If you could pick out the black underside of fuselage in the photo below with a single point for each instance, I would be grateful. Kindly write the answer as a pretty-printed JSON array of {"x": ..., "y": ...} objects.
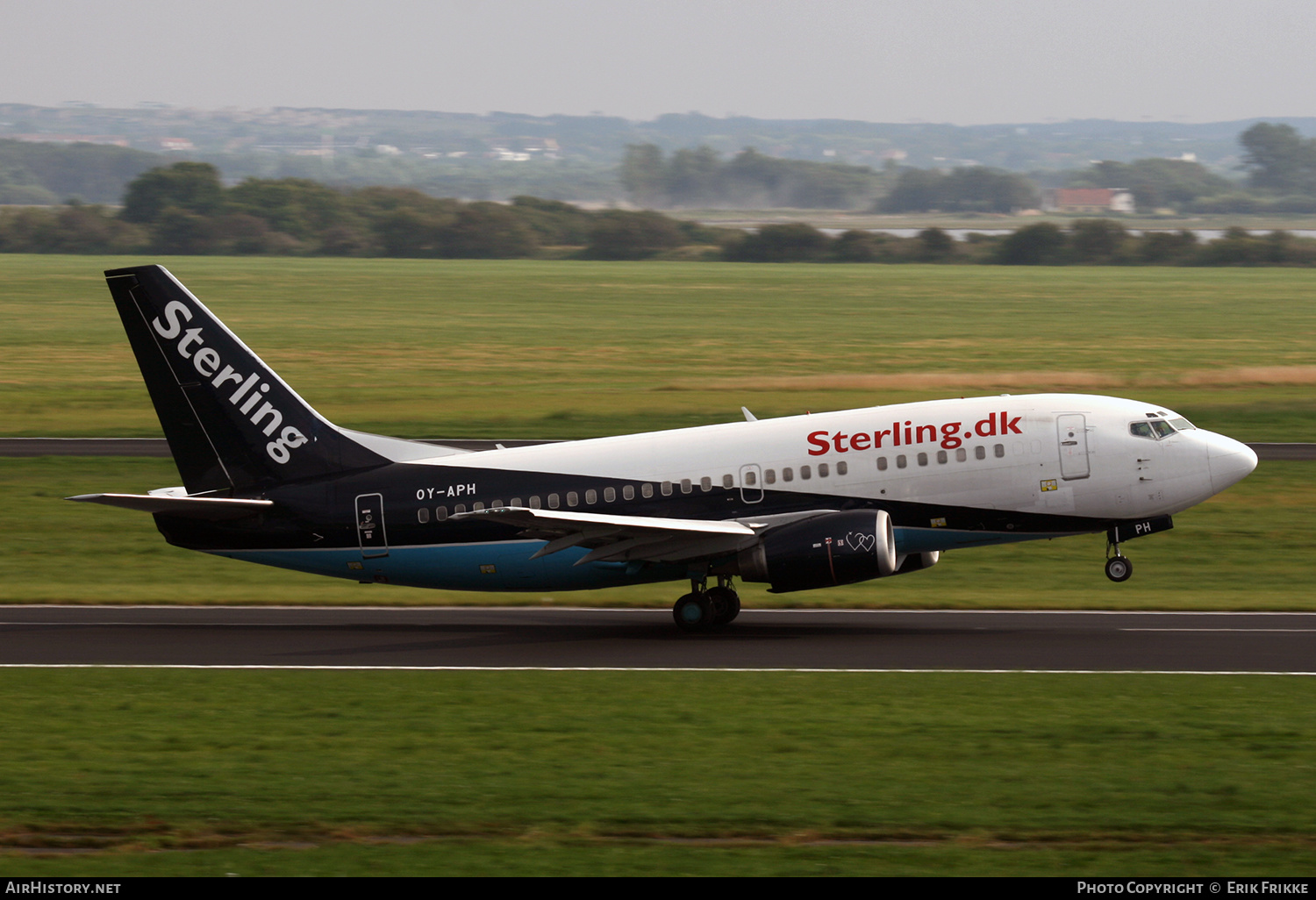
[{"x": 320, "y": 513}]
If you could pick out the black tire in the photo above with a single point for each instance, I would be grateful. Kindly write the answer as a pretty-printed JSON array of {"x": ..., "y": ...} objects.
[
  {"x": 1119, "y": 568},
  {"x": 692, "y": 612},
  {"x": 726, "y": 604}
]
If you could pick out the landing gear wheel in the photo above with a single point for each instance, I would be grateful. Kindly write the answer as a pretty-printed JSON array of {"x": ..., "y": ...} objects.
[
  {"x": 726, "y": 604},
  {"x": 1118, "y": 568},
  {"x": 694, "y": 612}
]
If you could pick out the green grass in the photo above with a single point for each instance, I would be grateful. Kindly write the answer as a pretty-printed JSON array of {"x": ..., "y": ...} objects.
[
  {"x": 1248, "y": 547},
  {"x": 986, "y": 774},
  {"x": 578, "y": 349}
]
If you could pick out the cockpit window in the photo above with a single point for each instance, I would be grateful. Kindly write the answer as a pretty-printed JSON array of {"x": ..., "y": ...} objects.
[{"x": 1155, "y": 429}]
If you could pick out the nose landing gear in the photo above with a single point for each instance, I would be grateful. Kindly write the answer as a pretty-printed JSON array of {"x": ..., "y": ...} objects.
[
  {"x": 1118, "y": 568},
  {"x": 705, "y": 608}
]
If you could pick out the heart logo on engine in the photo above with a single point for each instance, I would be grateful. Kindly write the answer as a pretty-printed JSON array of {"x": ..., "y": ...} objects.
[{"x": 861, "y": 541}]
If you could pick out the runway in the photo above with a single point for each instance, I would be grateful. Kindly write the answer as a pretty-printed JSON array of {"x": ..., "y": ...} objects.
[{"x": 647, "y": 639}]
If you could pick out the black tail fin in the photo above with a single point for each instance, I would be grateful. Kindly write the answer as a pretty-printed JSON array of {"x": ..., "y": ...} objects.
[{"x": 231, "y": 421}]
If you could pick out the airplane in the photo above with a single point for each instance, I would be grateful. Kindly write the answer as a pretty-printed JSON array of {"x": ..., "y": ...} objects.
[{"x": 799, "y": 503}]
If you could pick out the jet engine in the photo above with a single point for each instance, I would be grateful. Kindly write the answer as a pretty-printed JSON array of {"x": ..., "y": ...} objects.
[
  {"x": 833, "y": 549},
  {"x": 916, "y": 561}
]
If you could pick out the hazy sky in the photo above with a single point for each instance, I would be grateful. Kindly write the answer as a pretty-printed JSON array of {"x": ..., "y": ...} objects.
[{"x": 891, "y": 61}]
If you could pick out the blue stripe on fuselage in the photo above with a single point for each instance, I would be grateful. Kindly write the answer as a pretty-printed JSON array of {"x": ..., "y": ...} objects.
[{"x": 497, "y": 566}]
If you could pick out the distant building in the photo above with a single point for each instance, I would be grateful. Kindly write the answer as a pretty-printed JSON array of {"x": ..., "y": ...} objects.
[
  {"x": 1087, "y": 200},
  {"x": 113, "y": 139}
]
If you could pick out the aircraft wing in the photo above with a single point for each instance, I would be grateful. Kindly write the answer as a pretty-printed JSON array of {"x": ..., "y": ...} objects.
[{"x": 620, "y": 539}]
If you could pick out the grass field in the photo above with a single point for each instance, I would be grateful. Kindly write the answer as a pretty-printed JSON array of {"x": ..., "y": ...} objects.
[
  {"x": 576, "y": 349},
  {"x": 612, "y": 773},
  {"x": 597, "y": 773}
]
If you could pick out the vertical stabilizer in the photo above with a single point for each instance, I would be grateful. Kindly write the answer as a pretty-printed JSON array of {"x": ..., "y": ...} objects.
[{"x": 231, "y": 421}]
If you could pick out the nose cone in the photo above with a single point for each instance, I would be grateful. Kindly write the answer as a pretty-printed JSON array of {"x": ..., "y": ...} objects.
[{"x": 1229, "y": 461}]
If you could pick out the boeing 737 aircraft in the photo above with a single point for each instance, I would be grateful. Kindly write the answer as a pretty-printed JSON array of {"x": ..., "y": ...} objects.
[{"x": 800, "y": 503}]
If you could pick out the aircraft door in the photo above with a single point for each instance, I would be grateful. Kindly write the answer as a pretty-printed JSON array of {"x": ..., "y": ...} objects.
[
  {"x": 1071, "y": 433},
  {"x": 752, "y": 483},
  {"x": 370, "y": 525}
]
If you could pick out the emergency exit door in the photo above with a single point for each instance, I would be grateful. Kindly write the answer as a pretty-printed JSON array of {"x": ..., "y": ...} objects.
[
  {"x": 370, "y": 525},
  {"x": 1071, "y": 433}
]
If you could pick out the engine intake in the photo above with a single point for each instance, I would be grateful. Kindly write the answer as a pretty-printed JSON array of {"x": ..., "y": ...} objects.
[{"x": 834, "y": 549}]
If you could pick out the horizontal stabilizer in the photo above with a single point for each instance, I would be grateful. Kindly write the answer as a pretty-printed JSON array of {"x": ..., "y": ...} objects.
[{"x": 173, "y": 505}]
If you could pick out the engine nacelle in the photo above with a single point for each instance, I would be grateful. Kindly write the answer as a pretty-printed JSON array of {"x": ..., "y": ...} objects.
[{"x": 834, "y": 549}]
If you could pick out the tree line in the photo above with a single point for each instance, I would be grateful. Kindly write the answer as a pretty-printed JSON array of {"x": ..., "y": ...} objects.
[{"x": 186, "y": 210}]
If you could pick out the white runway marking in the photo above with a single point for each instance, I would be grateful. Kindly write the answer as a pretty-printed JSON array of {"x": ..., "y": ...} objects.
[{"x": 1221, "y": 629}]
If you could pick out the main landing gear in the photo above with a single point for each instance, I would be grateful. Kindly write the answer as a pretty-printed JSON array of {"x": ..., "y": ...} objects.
[
  {"x": 707, "y": 608},
  {"x": 1118, "y": 568}
]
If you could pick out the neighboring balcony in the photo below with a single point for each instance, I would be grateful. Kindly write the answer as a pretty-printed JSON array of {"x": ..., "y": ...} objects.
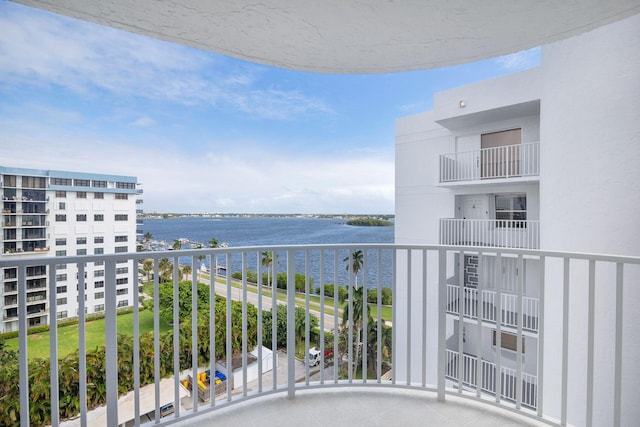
[
  {"x": 508, "y": 162},
  {"x": 401, "y": 346},
  {"x": 488, "y": 308},
  {"x": 490, "y": 232},
  {"x": 489, "y": 381}
]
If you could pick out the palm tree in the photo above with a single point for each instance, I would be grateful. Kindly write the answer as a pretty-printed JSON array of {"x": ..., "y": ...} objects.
[
  {"x": 358, "y": 304},
  {"x": 267, "y": 261},
  {"x": 356, "y": 264},
  {"x": 186, "y": 271},
  {"x": 165, "y": 268},
  {"x": 200, "y": 258},
  {"x": 147, "y": 266}
]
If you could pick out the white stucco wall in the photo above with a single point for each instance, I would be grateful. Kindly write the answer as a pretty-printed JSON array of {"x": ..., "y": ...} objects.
[{"x": 589, "y": 202}]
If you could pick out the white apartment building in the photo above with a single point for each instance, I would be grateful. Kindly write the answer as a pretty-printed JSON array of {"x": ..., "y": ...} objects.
[
  {"x": 547, "y": 158},
  {"x": 48, "y": 213}
]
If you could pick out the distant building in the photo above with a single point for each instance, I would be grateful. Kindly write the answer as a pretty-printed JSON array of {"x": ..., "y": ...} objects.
[
  {"x": 49, "y": 213},
  {"x": 547, "y": 159}
]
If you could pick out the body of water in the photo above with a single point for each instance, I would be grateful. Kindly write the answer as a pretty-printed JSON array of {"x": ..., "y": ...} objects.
[{"x": 262, "y": 231}]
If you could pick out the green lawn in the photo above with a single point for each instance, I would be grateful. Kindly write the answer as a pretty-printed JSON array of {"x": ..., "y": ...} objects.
[{"x": 38, "y": 344}]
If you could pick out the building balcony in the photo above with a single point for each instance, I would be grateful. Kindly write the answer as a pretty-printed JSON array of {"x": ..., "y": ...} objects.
[
  {"x": 490, "y": 232},
  {"x": 410, "y": 373},
  {"x": 489, "y": 382},
  {"x": 511, "y": 162},
  {"x": 487, "y": 307}
]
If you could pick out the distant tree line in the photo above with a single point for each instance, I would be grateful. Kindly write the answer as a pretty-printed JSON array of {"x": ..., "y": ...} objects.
[{"x": 369, "y": 222}]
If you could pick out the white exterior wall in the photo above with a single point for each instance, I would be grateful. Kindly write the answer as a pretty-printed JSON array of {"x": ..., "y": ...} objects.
[
  {"x": 587, "y": 199},
  {"x": 72, "y": 229}
]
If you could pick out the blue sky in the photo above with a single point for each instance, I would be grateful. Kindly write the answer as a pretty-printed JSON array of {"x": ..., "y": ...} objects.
[{"x": 201, "y": 131}]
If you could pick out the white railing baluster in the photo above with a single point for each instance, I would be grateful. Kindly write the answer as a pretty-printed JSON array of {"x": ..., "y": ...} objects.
[
  {"x": 53, "y": 349},
  {"x": 498, "y": 302},
  {"x": 82, "y": 346},
  {"x": 111, "y": 343},
  {"x": 291, "y": 322},
  {"x": 510, "y": 161}
]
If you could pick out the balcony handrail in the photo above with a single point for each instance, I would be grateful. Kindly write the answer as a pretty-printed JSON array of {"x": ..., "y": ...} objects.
[
  {"x": 490, "y": 232},
  {"x": 408, "y": 265},
  {"x": 511, "y": 161}
]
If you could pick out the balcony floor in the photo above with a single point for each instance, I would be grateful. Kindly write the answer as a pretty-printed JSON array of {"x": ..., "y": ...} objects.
[{"x": 351, "y": 406}]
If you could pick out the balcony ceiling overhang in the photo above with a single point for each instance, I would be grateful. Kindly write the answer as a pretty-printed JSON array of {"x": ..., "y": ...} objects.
[{"x": 351, "y": 36}]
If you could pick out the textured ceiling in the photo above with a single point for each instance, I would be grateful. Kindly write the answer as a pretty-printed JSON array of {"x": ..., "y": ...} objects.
[{"x": 352, "y": 36}]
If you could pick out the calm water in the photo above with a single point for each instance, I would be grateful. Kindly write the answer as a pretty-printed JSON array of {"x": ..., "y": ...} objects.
[{"x": 282, "y": 231}]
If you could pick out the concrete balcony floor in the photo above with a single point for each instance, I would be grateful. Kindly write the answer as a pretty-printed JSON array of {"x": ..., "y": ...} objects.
[{"x": 359, "y": 406}]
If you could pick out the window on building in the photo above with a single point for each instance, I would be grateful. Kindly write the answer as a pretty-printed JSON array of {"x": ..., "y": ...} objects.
[
  {"x": 34, "y": 182},
  {"x": 61, "y": 181},
  {"x": 9, "y": 180},
  {"x": 511, "y": 210},
  {"x": 126, "y": 185},
  {"x": 508, "y": 341}
]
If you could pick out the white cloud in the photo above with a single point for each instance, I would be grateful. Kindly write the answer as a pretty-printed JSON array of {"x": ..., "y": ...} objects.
[
  {"x": 238, "y": 181},
  {"x": 520, "y": 60},
  {"x": 45, "y": 50},
  {"x": 143, "y": 122}
]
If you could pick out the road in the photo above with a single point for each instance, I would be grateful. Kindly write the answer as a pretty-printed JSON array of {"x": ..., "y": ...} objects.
[{"x": 252, "y": 297}]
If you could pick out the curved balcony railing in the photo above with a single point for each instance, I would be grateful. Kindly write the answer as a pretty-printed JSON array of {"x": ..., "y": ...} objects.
[
  {"x": 511, "y": 161},
  {"x": 490, "y": 232},
  {"x": 411, "y": 343}
]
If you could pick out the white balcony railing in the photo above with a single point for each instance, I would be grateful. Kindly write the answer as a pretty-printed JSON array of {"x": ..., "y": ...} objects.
[
  {"x": 490, "y": 232},
  {"x": 487, "y": 307},
  {"x": 409, "y": 351},
  {"x": 508, "y": 378},
  {"x": 511, "y": 161}
]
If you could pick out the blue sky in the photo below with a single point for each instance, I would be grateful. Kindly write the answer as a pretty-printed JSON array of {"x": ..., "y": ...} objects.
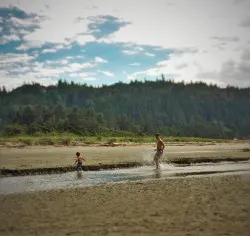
[{"x": 103, "y": 42}]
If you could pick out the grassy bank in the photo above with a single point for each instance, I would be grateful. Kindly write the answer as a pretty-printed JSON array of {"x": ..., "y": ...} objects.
[{"x": 71, "y": 139}]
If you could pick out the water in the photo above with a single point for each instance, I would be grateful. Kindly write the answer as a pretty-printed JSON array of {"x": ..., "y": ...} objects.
[{"x": 21, "y": 184}]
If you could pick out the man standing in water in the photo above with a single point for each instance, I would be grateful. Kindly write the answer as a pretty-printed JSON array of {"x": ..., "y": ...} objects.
[{"x": 159, "y": 150}]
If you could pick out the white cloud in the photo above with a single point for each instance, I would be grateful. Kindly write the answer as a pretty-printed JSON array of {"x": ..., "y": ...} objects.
[
  {"x": 83, "y": 39},
  {"x": 218, "y": 30},
  {"x": 30, "y": 44},
  {"x": 10, "y": 59},
  {"x": 106, "y": 73},
  {"x": 8, "y": 38},
  {"x": 135, "y": 64},
  {"x": 130, "y": 52},
  {"x": 49, "y": 50},
  {"x": 100, "y": 60},
  {"x": 149, "y": 54}
]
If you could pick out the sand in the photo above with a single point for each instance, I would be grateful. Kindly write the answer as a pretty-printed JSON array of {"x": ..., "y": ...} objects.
○ ○ ○ ○ ○
Copy the records word for word, from the line that contains "If you could pick out the man" through the last line of the records.

• _Complete response_:
If you could pick out the man standing in water in the photo above with a single point for each instance, I would be grateful. Kindly write the answer as a pretty-printed JSON array of {"x": ..., "y": ...} objects.
[{"x": 159, "y": 150}]
If you could pick out the white cloud in the photo above with a single point for each instance, I would be grateful. Kindly write the answer as a pretty-printed JSON array of {"x": ..., "y": ...} objects.
[
  {"x": 83, "y": 39},
  {"x": 218, "y": 30},
  {"x": 30, "y": 44},
  {"x": 10, "y": 59},
  {"x": 106, "y": 73},
  {"x": 8, "y": 38},
  {"x": 135, "y": 64},
  {"x": 130, "y": 52},
  {"x": 49, "y": 50},
  {"x": 100, "y": 60},
  {"x": 149, "y": 54}
]
If you could pick out the sand in the photo above with a single point for each instance, I would be grateful. Kindly write the answer as a pretty-printed JSON array of {"x": ..., "y": ...} objects.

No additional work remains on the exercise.